→ **Records for the exercise**:

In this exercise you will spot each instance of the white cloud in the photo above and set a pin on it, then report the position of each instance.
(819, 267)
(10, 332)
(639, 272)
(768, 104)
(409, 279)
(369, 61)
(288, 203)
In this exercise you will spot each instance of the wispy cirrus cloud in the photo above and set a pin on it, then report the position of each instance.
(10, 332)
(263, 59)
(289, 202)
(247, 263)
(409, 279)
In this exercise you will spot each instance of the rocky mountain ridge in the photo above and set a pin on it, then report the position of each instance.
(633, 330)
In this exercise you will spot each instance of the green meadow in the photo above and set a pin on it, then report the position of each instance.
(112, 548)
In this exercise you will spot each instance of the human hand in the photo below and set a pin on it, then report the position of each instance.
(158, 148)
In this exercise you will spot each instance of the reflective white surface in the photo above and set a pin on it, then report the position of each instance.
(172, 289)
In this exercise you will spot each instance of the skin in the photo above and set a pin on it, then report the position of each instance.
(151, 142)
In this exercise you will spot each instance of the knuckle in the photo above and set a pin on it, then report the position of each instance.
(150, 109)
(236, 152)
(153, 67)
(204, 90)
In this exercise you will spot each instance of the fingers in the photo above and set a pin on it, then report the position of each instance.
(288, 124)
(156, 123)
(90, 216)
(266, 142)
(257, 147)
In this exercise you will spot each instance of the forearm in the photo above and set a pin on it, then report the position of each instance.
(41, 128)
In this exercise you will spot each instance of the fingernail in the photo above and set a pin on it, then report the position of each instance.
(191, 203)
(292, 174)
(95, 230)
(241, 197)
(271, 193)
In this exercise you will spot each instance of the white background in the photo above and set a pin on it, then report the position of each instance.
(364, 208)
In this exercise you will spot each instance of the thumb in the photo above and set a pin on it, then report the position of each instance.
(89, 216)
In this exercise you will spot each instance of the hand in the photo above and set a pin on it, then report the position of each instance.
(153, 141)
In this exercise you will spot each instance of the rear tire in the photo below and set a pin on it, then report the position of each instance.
...
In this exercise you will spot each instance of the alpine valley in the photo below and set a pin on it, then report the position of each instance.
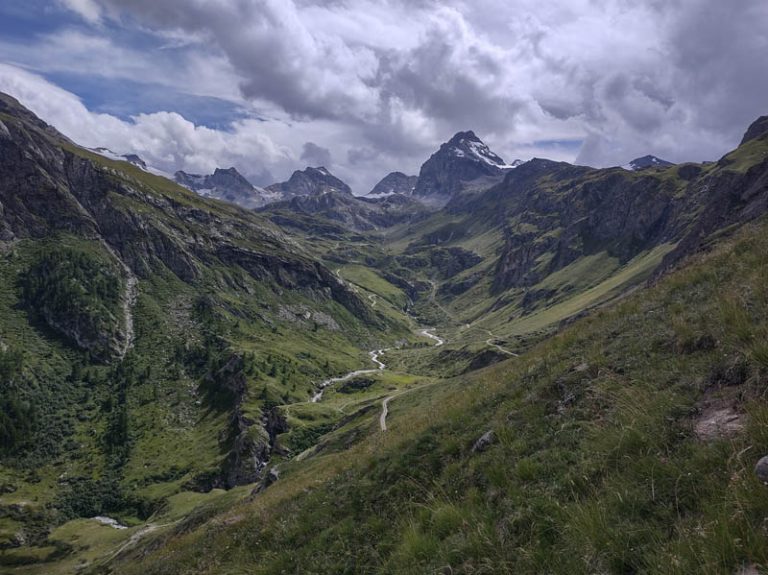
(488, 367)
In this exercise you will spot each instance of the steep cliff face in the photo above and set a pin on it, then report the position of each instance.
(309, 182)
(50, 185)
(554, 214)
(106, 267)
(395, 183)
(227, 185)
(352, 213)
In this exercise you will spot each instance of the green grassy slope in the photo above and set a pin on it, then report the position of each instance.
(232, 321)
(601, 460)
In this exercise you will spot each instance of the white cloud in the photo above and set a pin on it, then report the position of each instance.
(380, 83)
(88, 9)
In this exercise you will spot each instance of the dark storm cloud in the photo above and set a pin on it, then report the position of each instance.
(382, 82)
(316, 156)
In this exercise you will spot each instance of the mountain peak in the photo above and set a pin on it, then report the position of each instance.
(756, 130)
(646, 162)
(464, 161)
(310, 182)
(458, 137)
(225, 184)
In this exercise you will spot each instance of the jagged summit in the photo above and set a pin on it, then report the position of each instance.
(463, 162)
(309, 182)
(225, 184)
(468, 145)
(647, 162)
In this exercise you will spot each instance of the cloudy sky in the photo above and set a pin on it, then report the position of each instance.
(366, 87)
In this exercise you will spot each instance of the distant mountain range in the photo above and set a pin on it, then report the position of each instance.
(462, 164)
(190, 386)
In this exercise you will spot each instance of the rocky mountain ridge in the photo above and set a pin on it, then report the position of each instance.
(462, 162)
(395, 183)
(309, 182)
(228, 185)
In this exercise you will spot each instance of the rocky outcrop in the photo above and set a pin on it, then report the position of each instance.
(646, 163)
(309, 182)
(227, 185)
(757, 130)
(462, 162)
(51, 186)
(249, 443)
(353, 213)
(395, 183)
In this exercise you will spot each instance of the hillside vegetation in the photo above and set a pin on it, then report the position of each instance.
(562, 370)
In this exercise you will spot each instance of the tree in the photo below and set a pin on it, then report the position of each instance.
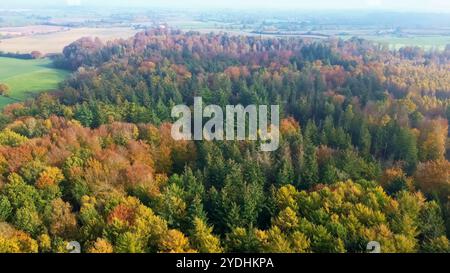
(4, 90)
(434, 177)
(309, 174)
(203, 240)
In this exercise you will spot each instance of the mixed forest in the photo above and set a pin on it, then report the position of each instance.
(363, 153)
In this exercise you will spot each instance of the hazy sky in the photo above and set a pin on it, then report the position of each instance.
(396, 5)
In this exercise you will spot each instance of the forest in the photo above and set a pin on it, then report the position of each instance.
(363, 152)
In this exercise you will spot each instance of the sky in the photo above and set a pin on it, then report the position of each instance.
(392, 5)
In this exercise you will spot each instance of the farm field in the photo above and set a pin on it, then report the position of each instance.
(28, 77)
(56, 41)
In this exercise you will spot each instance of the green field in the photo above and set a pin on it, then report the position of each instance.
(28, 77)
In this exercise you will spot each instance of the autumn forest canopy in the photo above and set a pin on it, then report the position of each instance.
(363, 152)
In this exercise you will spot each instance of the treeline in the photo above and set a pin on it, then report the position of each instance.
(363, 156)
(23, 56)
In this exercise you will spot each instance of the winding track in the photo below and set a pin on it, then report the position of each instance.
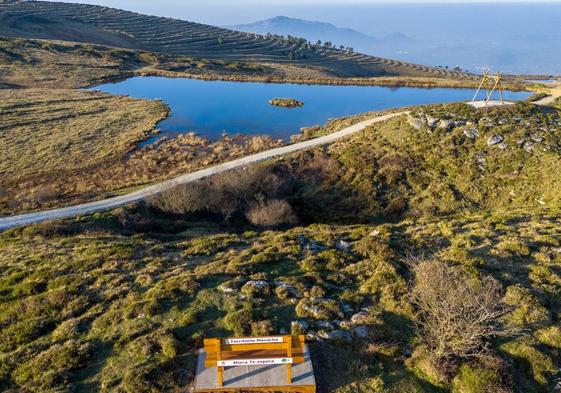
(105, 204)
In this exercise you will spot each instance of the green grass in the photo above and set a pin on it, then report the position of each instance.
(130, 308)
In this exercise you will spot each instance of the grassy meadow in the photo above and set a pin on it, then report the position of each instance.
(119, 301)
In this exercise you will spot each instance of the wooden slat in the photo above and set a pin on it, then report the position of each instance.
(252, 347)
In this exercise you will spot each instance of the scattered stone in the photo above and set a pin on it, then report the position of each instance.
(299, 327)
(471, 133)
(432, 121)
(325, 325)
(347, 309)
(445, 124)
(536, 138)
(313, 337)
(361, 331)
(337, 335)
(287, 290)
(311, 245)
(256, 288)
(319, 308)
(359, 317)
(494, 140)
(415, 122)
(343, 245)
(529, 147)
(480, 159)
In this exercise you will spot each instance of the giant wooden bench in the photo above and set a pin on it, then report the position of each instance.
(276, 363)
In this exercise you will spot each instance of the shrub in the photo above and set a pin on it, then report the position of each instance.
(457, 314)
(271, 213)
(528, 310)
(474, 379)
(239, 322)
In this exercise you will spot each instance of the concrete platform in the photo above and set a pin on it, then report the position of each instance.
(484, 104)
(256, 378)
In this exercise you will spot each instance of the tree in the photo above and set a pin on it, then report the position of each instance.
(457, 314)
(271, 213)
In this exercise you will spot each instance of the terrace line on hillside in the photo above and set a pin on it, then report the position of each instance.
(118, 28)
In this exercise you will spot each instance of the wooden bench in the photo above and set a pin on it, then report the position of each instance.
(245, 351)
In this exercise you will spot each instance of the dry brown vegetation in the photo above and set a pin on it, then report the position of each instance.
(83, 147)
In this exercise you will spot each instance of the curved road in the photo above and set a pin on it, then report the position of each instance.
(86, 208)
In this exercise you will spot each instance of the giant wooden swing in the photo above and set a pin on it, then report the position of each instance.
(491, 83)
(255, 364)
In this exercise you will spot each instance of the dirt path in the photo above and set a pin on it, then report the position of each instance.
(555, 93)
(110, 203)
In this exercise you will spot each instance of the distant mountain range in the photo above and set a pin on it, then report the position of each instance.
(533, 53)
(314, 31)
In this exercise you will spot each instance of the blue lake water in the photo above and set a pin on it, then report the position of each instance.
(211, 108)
==
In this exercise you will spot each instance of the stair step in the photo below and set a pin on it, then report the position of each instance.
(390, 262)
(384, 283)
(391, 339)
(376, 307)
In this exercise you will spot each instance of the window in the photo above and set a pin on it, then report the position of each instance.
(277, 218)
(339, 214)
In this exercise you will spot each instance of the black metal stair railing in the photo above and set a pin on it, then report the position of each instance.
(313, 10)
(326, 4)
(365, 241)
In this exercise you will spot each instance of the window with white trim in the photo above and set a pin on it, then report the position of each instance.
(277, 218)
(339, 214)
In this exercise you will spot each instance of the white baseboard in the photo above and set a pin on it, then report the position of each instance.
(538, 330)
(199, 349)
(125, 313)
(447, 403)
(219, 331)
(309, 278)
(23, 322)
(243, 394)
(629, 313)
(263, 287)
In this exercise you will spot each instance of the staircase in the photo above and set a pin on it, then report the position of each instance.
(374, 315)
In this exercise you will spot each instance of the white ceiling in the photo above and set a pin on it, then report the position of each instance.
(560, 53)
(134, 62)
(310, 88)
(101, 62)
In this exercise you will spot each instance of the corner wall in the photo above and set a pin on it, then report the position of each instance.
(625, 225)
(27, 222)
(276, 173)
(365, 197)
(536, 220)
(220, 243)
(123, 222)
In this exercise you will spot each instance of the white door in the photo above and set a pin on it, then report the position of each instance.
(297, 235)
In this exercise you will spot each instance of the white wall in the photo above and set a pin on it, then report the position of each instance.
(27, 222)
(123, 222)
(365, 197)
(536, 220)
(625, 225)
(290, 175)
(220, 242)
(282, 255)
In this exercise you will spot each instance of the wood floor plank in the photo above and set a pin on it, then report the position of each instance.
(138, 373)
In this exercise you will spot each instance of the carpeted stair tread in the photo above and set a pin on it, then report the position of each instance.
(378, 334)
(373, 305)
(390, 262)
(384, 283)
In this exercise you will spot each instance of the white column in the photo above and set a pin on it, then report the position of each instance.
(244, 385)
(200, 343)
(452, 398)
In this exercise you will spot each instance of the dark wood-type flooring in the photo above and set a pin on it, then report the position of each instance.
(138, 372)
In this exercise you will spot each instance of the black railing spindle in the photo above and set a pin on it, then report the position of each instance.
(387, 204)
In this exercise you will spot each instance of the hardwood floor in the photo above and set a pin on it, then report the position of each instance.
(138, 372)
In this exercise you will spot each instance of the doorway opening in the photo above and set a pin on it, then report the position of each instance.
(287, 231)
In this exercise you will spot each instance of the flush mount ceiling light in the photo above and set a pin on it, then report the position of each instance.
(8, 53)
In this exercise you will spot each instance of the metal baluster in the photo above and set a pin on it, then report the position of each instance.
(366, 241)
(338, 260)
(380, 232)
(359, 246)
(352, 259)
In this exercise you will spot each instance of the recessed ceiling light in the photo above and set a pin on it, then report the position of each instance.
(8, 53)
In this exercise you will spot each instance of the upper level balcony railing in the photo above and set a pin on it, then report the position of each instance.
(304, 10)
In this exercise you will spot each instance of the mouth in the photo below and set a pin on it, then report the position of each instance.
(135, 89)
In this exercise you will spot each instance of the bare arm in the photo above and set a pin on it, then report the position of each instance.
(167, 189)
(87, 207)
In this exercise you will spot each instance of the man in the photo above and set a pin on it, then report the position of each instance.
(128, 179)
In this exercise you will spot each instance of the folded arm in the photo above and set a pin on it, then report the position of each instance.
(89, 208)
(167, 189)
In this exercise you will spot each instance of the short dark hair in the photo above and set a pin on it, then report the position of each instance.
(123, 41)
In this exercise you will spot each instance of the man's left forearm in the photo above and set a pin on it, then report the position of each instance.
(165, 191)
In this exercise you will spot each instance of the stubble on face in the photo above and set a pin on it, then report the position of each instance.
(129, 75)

→ **Set problem**:
Print verbatim every line of the material from the line containing "In this exercise you will spot each instance of the hand" through the line containing "In this exercise you will spot each instance of the rear", including both of those lines.

→ **Answer to this task**:
In this exercise you will spot each instance of the hand in the photo above and set a pin on it, then report the position of each instance.
(153, 141)
In this exercise you will spot each instance of the rear tire in the photo below and set a pin on it, then report the position of each instance.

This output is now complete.